--- START Records supplied ---

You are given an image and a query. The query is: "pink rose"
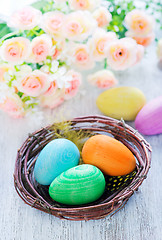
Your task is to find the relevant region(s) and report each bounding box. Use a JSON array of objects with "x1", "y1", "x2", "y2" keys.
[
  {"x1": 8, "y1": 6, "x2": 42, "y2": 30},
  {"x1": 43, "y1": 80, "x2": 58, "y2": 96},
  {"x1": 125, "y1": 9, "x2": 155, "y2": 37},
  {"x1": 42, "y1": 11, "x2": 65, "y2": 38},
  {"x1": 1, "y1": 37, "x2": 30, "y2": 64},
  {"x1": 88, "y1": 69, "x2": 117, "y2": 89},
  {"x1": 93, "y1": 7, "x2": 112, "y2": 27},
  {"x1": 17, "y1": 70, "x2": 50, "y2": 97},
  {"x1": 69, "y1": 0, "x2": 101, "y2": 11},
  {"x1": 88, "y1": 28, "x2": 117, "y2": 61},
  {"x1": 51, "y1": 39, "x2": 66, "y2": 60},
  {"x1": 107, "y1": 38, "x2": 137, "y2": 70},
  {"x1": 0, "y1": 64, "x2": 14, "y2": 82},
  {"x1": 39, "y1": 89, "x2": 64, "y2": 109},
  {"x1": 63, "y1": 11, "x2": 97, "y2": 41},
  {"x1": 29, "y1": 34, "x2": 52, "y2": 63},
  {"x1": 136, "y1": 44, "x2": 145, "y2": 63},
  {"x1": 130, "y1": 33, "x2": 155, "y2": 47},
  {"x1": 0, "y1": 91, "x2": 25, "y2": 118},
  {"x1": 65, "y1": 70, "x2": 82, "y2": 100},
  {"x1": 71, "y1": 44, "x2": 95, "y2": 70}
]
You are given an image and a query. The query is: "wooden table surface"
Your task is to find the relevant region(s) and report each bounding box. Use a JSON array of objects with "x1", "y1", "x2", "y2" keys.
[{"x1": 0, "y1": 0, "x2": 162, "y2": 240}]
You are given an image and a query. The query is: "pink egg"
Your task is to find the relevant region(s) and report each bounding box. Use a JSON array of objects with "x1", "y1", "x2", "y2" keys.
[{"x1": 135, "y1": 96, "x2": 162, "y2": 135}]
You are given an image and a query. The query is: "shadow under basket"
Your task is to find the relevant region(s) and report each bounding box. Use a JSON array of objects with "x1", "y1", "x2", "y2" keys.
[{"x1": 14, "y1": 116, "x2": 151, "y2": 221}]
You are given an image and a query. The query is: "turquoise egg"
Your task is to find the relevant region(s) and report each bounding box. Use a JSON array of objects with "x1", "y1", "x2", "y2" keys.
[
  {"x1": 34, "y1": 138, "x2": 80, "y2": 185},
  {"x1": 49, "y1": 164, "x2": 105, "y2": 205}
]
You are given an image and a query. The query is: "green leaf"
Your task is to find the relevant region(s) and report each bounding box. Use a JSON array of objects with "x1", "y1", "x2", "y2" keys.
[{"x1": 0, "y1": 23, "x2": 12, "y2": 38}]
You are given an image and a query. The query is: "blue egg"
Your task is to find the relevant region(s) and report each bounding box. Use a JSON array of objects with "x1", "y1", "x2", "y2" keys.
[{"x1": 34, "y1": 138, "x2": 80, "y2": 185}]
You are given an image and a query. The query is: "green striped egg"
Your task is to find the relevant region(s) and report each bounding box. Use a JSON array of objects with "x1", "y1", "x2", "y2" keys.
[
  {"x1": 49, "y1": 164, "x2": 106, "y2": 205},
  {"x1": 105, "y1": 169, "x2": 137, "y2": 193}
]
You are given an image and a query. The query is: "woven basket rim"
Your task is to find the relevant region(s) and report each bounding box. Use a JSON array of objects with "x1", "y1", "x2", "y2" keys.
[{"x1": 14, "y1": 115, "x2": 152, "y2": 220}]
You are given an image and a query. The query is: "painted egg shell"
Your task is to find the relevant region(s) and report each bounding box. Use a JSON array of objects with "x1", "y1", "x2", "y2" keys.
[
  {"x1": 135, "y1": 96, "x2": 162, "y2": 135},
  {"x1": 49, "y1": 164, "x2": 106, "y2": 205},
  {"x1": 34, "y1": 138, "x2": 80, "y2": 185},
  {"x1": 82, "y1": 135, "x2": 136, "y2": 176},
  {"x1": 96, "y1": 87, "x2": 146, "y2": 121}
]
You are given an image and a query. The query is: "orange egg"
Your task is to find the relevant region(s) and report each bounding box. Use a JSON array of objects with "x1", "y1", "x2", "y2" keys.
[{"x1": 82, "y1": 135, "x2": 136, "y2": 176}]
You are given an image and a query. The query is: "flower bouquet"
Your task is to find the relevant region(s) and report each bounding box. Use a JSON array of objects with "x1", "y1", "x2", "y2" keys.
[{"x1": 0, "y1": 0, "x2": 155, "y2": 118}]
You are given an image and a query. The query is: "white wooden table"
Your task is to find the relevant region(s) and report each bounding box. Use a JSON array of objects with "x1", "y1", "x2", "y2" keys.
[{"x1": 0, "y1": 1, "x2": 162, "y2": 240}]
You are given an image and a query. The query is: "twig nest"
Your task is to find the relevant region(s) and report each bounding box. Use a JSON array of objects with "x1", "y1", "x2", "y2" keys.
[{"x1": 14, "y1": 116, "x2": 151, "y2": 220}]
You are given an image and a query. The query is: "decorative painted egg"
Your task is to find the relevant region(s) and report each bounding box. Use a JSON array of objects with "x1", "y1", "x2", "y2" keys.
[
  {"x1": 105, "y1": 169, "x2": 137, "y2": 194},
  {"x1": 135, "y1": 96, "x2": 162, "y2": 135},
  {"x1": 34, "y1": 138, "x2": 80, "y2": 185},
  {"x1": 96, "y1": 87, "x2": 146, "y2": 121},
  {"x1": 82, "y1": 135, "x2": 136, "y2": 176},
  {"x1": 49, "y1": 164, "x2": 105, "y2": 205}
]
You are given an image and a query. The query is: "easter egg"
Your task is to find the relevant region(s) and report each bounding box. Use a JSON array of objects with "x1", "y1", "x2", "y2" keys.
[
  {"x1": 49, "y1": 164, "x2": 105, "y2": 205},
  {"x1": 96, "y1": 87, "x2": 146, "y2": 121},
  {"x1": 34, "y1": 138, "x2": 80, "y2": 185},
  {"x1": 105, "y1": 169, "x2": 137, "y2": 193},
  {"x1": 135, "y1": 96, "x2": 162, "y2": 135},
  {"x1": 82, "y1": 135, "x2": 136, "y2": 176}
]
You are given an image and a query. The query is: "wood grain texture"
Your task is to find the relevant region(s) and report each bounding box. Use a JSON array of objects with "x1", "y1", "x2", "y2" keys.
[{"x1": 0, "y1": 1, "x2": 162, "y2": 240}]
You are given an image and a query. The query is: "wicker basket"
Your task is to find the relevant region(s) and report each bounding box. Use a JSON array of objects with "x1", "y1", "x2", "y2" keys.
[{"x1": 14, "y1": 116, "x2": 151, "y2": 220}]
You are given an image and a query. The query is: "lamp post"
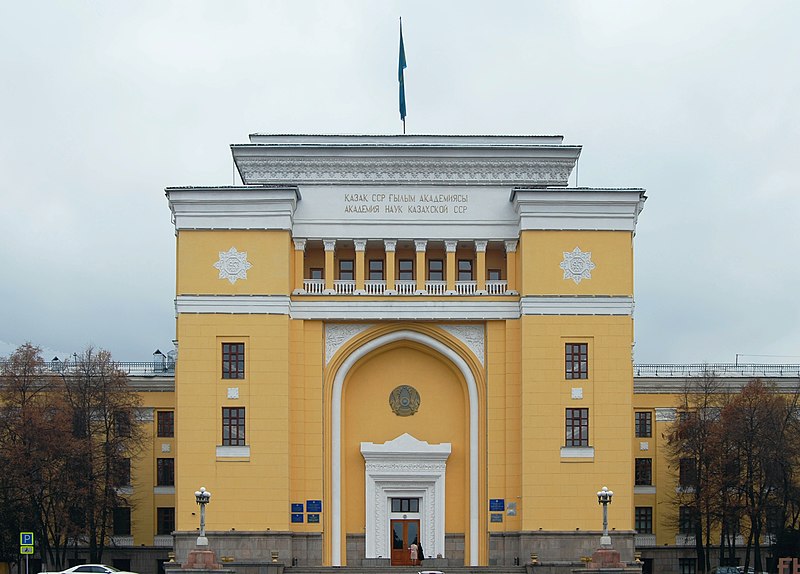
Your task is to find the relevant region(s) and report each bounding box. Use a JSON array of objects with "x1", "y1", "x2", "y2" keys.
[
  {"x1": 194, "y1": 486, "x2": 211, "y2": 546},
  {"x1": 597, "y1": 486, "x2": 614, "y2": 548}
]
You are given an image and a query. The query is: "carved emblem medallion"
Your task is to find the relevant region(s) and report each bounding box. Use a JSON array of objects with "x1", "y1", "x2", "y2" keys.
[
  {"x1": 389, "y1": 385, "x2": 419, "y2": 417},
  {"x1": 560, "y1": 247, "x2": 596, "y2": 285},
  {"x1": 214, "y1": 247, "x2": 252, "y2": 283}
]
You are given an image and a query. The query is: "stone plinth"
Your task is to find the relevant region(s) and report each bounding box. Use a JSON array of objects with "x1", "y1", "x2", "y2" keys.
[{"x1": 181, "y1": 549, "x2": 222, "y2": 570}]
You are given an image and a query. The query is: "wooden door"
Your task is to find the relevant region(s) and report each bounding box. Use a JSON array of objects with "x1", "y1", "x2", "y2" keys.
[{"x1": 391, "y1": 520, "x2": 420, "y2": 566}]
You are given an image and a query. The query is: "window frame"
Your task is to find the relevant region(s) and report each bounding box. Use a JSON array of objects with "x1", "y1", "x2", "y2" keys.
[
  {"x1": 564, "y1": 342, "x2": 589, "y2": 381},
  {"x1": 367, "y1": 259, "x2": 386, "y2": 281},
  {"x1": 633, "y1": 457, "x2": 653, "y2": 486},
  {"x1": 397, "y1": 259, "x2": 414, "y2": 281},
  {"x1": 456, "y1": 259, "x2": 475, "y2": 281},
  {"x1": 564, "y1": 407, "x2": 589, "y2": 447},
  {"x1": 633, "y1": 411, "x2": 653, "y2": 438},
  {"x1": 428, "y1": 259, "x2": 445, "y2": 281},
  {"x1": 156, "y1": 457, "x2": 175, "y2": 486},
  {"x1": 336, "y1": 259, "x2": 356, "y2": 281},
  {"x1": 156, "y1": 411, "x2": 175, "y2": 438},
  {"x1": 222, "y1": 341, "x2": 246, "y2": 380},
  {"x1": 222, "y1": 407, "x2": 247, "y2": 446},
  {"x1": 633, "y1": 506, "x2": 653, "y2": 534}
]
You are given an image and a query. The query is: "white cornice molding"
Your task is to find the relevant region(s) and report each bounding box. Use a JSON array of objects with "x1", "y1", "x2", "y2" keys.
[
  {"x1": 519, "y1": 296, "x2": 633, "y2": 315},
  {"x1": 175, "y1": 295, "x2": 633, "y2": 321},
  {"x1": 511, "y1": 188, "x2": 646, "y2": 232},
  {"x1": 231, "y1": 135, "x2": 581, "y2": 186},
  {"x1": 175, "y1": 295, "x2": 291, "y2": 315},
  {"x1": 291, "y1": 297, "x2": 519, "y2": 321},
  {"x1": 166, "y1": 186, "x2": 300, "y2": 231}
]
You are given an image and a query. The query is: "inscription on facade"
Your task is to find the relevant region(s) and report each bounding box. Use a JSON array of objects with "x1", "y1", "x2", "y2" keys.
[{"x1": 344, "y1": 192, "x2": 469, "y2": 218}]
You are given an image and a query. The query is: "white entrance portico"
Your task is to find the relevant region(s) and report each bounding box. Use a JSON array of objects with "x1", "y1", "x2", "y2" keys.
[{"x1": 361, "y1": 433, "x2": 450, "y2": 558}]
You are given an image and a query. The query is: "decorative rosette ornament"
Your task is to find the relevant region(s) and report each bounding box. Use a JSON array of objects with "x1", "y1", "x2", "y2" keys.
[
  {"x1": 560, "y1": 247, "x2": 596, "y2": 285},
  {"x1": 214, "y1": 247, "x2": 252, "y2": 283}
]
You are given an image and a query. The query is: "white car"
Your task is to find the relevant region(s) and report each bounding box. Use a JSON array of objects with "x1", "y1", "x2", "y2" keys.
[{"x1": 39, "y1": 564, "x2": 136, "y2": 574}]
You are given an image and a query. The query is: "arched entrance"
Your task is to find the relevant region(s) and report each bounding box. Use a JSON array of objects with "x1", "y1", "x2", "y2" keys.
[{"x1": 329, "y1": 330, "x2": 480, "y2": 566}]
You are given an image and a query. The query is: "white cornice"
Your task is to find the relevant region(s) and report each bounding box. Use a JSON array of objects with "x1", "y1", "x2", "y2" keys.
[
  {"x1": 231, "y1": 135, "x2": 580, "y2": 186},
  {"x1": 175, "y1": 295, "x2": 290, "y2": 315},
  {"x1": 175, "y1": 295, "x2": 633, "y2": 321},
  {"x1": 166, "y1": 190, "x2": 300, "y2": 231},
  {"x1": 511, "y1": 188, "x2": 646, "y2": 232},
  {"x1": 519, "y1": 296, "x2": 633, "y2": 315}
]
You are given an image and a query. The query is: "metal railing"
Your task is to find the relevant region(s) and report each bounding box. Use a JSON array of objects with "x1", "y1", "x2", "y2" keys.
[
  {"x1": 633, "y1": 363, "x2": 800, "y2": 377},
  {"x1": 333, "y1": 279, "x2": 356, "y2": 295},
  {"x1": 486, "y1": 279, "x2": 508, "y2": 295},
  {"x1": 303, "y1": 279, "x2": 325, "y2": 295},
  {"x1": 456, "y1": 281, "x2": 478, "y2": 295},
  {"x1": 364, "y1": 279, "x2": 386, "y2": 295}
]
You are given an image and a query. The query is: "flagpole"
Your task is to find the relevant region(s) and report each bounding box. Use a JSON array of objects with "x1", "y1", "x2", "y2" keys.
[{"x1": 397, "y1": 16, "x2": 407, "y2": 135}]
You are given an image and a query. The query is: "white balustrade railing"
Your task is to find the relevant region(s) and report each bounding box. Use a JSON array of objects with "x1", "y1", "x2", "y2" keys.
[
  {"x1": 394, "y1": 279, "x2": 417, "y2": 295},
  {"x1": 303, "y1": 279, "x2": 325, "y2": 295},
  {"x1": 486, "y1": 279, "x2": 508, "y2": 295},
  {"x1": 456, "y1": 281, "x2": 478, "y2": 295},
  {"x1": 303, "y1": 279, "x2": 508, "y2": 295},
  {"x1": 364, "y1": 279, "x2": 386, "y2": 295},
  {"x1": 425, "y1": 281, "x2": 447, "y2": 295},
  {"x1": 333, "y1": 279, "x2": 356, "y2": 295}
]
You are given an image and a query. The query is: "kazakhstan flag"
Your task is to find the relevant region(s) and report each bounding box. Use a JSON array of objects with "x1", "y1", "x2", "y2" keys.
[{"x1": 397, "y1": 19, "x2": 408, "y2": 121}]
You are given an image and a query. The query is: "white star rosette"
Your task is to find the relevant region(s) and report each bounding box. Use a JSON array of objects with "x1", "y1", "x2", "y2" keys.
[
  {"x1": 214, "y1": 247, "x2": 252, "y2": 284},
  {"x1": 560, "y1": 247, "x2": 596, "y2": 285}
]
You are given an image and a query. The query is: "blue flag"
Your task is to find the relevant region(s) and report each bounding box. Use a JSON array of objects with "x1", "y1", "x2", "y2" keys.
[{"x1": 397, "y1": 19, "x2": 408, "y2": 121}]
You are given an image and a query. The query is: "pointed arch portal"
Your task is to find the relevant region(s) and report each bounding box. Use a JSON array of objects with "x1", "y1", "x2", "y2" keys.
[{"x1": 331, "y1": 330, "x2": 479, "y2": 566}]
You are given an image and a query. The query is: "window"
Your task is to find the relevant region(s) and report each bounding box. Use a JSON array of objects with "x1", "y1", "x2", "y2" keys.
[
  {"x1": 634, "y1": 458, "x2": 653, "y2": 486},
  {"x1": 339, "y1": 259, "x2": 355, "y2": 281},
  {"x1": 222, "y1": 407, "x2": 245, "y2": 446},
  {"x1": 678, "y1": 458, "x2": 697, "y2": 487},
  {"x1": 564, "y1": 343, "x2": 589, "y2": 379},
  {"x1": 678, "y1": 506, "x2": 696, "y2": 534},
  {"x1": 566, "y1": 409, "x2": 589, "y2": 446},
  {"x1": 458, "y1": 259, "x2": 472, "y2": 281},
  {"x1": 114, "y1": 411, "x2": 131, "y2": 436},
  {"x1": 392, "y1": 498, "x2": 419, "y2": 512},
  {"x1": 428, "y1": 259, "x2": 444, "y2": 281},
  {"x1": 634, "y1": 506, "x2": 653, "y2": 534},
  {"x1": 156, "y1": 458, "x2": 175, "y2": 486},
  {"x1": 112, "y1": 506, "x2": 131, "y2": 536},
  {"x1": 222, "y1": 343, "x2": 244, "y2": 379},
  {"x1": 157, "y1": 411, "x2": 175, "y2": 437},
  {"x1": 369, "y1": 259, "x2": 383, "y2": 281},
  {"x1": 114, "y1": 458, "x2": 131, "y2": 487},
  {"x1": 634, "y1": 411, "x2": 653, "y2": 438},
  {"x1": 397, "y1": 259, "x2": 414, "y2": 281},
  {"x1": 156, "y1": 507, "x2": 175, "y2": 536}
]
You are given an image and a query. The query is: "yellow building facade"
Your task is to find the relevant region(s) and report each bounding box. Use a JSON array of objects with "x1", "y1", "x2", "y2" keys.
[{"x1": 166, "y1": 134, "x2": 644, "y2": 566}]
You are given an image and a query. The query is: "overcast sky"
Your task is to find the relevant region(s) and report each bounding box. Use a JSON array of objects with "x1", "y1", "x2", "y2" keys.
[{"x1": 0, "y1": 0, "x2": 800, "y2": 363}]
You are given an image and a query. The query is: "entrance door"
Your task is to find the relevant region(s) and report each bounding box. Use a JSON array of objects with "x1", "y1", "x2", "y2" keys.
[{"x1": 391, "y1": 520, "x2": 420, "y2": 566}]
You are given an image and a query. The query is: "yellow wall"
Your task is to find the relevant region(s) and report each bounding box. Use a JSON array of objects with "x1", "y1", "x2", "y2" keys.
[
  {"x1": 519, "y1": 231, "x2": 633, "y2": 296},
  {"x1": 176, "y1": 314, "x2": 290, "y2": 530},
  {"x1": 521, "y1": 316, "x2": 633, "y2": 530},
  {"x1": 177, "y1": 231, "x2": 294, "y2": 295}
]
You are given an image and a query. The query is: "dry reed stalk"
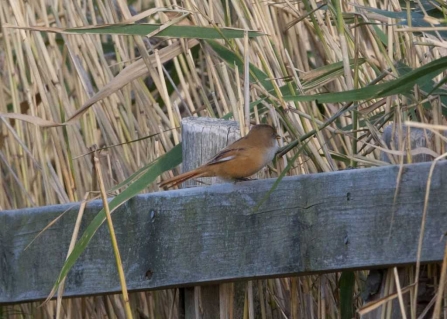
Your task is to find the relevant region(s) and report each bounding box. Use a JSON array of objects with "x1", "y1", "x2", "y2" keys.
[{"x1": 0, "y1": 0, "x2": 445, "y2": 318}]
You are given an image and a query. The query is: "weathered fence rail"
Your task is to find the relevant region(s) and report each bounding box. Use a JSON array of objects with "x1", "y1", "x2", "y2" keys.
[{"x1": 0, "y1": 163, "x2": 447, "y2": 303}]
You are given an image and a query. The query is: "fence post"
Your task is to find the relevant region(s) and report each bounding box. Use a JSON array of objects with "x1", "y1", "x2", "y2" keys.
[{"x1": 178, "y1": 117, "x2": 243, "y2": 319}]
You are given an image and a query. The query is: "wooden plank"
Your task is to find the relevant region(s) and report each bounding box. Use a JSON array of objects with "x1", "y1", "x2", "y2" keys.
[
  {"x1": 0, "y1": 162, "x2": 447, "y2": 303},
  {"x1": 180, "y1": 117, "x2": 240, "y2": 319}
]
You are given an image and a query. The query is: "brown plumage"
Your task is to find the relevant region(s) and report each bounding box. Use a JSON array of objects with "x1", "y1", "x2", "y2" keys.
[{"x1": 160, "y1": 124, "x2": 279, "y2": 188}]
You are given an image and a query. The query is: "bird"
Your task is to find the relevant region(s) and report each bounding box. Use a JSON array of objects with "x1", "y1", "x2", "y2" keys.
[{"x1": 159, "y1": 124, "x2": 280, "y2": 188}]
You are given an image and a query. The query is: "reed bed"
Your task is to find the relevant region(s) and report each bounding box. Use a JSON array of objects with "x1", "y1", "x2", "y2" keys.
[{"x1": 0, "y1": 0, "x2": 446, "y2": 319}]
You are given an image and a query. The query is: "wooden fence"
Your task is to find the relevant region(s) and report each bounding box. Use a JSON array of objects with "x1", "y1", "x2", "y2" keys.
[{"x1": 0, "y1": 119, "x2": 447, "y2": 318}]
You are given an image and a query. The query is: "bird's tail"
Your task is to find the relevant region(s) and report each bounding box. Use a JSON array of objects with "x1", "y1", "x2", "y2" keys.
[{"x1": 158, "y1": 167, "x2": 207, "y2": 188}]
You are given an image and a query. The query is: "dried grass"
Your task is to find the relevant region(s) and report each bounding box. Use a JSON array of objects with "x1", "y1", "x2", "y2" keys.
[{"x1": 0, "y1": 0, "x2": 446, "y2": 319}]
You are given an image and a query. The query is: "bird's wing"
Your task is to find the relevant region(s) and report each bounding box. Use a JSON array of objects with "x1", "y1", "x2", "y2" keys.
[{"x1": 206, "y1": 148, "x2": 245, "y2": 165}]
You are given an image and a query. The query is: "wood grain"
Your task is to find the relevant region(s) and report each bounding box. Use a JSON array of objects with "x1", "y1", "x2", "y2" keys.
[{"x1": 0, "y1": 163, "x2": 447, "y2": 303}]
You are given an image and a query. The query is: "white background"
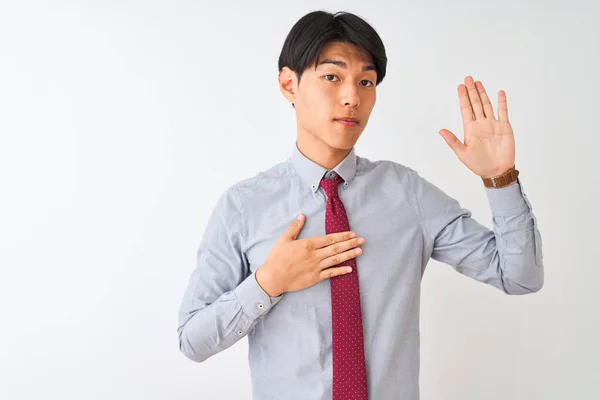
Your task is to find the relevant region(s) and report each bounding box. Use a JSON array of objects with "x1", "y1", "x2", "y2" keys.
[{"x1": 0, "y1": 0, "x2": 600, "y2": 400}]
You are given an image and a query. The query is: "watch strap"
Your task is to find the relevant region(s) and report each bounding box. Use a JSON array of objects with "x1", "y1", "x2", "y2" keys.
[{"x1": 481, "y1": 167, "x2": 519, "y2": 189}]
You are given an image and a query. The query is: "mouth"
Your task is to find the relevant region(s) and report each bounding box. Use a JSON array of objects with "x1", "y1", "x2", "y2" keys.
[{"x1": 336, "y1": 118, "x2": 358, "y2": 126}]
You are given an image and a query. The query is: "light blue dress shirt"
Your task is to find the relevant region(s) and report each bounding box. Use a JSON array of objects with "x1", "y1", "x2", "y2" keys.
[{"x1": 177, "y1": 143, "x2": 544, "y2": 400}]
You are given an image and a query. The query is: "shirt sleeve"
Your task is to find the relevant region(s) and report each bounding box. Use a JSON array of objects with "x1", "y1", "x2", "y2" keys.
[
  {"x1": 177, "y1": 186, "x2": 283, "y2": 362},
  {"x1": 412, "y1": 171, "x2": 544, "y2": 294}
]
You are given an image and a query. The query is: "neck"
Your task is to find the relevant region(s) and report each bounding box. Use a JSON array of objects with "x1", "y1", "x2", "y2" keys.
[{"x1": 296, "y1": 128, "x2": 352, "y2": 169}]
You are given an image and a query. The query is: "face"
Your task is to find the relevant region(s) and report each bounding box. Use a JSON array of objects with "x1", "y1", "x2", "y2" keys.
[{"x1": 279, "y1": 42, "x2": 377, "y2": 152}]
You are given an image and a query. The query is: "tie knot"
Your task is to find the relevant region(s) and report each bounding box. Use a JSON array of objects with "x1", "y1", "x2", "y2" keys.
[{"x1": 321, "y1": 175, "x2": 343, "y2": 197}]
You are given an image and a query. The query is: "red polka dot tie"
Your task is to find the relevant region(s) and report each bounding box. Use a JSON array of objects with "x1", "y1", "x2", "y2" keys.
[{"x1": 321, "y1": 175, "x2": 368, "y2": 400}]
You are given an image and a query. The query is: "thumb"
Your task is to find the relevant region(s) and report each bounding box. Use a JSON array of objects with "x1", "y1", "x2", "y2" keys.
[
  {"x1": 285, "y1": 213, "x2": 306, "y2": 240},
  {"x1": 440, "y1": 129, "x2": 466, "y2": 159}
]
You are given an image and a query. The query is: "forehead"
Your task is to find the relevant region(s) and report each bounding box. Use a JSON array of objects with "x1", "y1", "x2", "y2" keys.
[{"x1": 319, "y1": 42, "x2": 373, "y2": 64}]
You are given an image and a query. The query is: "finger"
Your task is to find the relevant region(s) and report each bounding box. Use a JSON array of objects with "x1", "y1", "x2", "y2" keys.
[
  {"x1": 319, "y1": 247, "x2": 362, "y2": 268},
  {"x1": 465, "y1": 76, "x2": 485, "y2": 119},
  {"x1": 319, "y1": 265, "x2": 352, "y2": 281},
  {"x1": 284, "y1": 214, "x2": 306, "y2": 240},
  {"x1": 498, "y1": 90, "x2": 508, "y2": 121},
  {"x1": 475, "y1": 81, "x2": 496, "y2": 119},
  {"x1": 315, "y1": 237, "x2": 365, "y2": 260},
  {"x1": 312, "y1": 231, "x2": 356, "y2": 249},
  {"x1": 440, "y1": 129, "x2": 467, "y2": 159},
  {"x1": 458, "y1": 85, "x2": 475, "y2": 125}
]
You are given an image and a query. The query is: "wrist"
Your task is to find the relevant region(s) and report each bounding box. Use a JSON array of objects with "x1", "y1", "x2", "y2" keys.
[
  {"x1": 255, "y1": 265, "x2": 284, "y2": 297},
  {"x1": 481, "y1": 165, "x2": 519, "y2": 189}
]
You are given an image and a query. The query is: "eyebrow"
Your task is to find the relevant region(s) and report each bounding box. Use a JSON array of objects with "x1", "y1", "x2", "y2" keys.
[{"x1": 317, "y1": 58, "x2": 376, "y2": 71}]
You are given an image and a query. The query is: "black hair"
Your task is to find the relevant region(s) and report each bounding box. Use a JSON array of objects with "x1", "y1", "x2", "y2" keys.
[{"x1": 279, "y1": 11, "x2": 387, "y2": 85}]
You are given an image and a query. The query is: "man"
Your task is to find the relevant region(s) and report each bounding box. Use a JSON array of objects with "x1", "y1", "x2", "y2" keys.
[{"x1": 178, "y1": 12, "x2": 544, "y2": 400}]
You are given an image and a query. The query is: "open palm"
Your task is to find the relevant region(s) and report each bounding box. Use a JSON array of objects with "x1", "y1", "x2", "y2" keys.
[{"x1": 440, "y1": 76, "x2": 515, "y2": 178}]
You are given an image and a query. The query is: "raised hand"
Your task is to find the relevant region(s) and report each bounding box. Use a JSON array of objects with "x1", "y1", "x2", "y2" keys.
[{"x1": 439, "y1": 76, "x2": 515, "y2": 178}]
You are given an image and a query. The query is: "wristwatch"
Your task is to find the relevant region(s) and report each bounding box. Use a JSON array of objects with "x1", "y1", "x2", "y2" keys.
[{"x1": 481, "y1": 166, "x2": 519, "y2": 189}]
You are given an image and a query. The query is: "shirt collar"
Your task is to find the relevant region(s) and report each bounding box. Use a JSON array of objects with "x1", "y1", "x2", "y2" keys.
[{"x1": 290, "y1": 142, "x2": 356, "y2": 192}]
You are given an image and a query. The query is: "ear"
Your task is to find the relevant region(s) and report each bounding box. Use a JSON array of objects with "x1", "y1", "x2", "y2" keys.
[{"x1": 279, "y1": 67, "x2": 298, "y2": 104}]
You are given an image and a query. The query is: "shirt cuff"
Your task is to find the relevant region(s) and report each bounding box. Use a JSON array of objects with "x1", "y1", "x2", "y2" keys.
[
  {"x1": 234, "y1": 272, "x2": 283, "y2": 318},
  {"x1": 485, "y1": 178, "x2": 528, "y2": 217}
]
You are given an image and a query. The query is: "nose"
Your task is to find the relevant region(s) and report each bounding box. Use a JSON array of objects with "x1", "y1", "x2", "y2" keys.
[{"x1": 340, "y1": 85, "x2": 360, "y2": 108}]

--- END Records supplied ---

▸ **Written instruction**:
Count the lines in the listing above that contain the string "pink", treating uppercase and lowercase as different. Reply with the number alone.

▸ **Result for this task**:
2